> **Recorded information**
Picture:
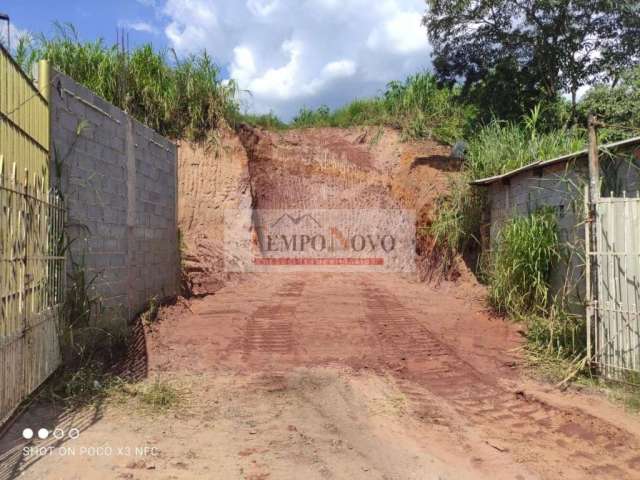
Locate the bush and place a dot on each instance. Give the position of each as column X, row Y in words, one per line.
column 270, row 121
column 456, row 226
column 419, row 107
column 617, row 106
column 526, row 250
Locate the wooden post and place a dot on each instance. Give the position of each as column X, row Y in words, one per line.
column 594, row 161
column 591, row 198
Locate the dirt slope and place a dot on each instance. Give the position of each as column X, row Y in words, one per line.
column 333, row 375
column 212, row 178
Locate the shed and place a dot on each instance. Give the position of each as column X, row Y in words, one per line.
column 559, row 183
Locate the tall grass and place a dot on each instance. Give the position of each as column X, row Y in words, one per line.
column 504, row 146
column 526, row 250
column 419, row 107
column 180, row 98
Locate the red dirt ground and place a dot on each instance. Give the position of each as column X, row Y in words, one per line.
column 342, row 375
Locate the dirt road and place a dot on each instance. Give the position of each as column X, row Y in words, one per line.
column 331, row 375
column 347, row 376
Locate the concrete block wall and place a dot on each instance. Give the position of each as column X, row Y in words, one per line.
column 560, row 187
column 119, row 181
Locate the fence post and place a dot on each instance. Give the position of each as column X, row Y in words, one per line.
column 592, row 195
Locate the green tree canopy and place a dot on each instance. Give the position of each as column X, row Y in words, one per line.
column 514, row 53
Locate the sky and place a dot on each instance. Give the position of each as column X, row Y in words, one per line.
column 286, row 53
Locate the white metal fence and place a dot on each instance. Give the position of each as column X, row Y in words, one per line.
column 616, row 260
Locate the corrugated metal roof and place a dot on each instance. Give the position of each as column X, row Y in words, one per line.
column 545, row 163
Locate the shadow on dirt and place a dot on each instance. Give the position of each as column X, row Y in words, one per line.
column 64, row 420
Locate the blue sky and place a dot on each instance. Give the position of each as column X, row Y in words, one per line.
column 287, row 53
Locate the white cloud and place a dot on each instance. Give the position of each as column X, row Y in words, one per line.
column 137, row 26
column 291, row 53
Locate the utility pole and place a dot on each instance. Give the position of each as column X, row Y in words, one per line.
column 592, row 196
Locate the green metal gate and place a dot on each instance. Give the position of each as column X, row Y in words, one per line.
column 31, row 225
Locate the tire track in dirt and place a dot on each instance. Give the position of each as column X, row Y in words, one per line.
column 526, row 425
column 268, row 336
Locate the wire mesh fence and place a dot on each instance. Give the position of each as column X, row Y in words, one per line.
column 31, row 238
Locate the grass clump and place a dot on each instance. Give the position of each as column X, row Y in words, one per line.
column 526, row 250
column 419, row 107
column 179, row 98
column 159, row 395
column 519, row 278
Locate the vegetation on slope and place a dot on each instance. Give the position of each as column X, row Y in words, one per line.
column 180, row 98
column 418, row 106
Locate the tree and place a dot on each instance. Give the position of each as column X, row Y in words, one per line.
column 616, row 105
column 539, row 48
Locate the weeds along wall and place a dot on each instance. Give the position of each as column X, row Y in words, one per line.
column 119, row 183
column 561, row 188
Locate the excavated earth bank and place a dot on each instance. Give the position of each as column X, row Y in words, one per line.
column 335, row 375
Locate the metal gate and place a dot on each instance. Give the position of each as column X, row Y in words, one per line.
column 31, row 223
column 615, row 258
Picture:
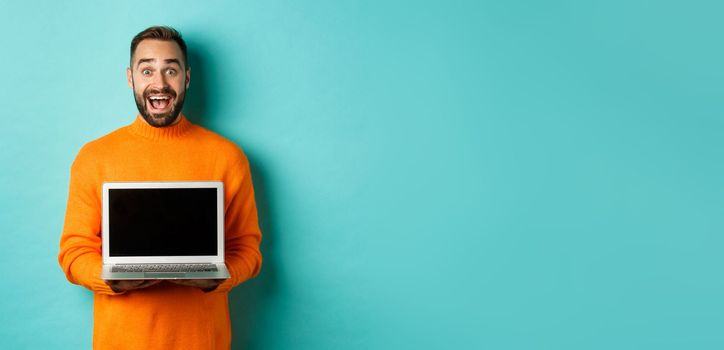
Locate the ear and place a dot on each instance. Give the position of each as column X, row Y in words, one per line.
column 129, row 77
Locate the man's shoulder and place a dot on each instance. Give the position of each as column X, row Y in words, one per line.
column 98, row 145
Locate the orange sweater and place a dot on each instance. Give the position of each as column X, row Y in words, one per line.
column 164, row 316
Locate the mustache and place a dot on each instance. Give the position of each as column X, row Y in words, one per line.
column 165, row 90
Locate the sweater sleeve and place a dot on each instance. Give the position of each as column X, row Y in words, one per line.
column 80, row 243
column 242, row 233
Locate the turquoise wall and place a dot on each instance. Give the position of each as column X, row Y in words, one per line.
column 429, row 175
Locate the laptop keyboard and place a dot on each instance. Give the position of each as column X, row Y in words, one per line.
column 164, row 268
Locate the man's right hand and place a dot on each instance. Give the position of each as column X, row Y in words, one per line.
column 120, row 286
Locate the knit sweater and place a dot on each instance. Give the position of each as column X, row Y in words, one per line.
column 166, row 315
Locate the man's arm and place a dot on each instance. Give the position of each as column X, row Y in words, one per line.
column 242, row 233
column 80, row 243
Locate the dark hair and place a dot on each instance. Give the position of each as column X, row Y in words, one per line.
column 163, row 33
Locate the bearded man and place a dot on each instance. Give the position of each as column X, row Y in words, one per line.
column 161, row 144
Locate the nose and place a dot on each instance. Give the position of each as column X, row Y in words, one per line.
column 159, row 81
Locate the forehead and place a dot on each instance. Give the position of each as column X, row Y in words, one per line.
column 159, row 50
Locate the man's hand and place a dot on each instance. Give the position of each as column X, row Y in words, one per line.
column 205, row 285
column 120, row 286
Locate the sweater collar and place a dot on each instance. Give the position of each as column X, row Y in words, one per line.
column 141, row 128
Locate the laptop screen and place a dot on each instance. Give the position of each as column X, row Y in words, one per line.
column 162, row 222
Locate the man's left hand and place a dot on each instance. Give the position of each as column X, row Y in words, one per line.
column 206, row 285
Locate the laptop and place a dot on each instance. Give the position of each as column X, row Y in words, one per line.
column 163, row 230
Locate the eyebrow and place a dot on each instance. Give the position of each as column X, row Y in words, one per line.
column 149, row 60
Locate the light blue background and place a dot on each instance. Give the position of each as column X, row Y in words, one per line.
column 431, row 175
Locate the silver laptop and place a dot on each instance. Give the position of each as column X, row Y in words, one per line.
column 163, row 230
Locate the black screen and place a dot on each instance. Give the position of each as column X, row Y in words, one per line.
column 162, row 221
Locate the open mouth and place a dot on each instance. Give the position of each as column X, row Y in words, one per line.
column 159, row 103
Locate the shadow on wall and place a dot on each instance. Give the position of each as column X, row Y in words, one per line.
column 248, row 301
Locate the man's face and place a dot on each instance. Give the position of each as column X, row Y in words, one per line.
column 159, row 78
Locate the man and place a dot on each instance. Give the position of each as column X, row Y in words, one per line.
column 161, row 144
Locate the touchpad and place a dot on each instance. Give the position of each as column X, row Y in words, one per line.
column 163, row 274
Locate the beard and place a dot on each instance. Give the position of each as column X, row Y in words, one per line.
column 163, row 119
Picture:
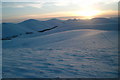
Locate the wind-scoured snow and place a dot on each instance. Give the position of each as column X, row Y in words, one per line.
column 81, row 53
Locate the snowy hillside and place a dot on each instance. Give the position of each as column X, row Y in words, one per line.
column 80, row 53
column 11, row 30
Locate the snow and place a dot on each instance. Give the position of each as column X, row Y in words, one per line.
column 79, row 53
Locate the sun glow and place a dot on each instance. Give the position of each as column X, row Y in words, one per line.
column 88, row 14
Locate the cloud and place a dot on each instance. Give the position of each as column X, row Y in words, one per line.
column 21, row 4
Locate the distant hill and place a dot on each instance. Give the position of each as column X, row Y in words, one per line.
column 32, row 25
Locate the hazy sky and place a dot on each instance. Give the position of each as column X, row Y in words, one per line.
column 16, row 10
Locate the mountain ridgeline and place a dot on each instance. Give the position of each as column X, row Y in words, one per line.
column 31, row 26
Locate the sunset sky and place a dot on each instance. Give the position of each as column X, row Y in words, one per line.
column 18, row 10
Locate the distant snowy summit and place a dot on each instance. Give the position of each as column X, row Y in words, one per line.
column 32, row 25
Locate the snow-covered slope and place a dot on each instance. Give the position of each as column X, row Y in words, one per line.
column 83, row 53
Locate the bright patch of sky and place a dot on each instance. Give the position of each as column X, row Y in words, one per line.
column 23, row 9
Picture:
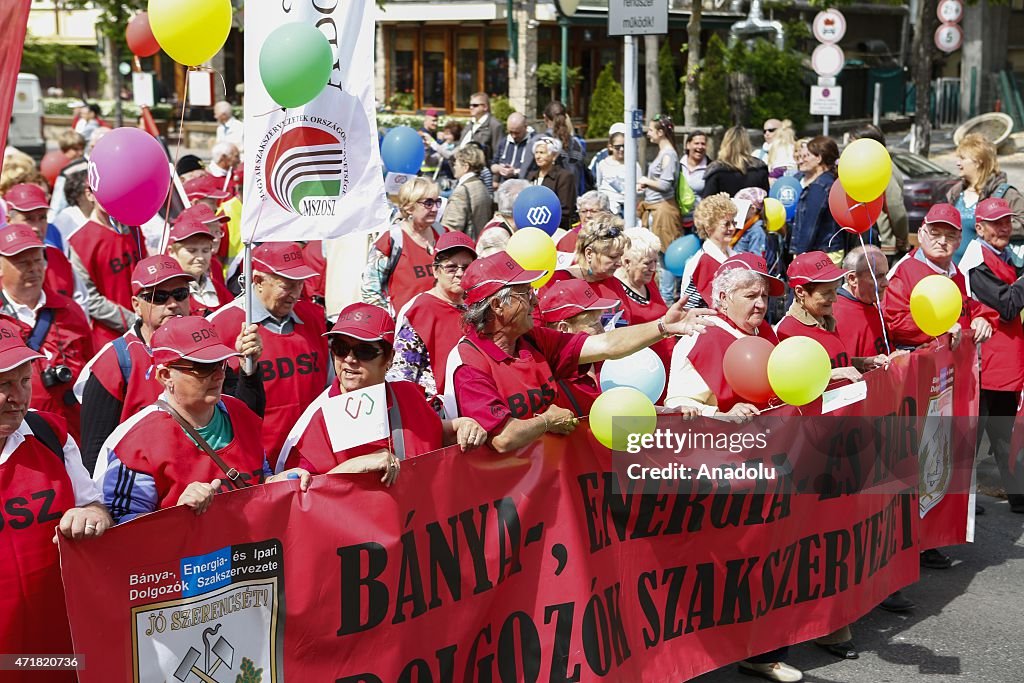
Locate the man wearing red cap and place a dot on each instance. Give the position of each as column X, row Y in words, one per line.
column 193, row 440
column 103, row 253
column 294, row 361
column 27, row 206
column 361, row 347
column 993, row 278
column 939, row 237
column 45, row 488
column 50, row 323
column 504, row 373
column 117, row 383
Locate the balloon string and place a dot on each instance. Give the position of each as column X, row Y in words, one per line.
column 878, row 296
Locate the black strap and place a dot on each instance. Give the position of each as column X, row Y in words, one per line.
column 42, row 430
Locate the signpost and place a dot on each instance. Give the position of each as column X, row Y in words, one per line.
column 629, row 18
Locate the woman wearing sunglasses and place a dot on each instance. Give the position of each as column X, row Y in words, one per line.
column 361, row 346
column 193, row 441
column 117, row 383
column 430, row 325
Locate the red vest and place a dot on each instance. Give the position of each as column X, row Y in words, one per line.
column 35, row 491
column 421, row 430
column 707, row 354
column 413, row 273
column 110, row 258
column 861, row 327
column 1003, row 355
column 439, row 326
column 157, row 445
column 293, row 366
column 835, row 346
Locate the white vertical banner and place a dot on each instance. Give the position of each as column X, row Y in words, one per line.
column 313, row 172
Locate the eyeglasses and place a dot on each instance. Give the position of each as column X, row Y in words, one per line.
column 160, row 297
column 361, row 351
column 200, row 370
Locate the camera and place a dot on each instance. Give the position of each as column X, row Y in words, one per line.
column 56, row 375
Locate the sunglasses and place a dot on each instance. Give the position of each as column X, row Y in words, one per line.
column 160, row 297
column 361, row 351
column 200, row 370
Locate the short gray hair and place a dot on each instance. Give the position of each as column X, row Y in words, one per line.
column 479, row 313
column 507, row 194
column 731, row 280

> **Your instructions**
Copy the lines of the listing verbatim, starting with the line holding "Locate the open" and ending with the line holding "column 79, row 53", both included, and omit the pictures.

> **Answer to the task**
Locate the open mouth and place a dot on each instance. Give the position of each as column X, row Y in words, one per line.
column 159, row 103
Locate the shadow on wall and place a dot on each instance. Give the position of each as column X, row Y in words, one per line.
column 248, row 301
Locate the man's face and place a dot on each instance. Give the position of each as column X, row Y in words, one per line.
column 159, row 78
Locate the man and place a dot on each instance. Give the position of each as column X, row Y in words, one per line.
column 161, row 144
Locate the touchpad and place a dot on each instance. Give the position of each as column X, row Y in words, one per line.
column 163, row 274
Locate the beard and place a dot on each instance. Give the position of each as column X, row Y in words, one per line.
column 163, row 119
Picture:
Locate the wind-scoured snow and place a dot on each instance. Give the position of each as column X, row Y in words, one per line.
column 81, row 53
Locate the snowy hillside and place a dot on each instance. Give the position of each as column X, row Y in words, one per line.
column 80, row 53
column 11, row 30
Locate the snow and place a dot on each instance. Give the position of each as column X, row Y in words, one per line.
column 79, row 53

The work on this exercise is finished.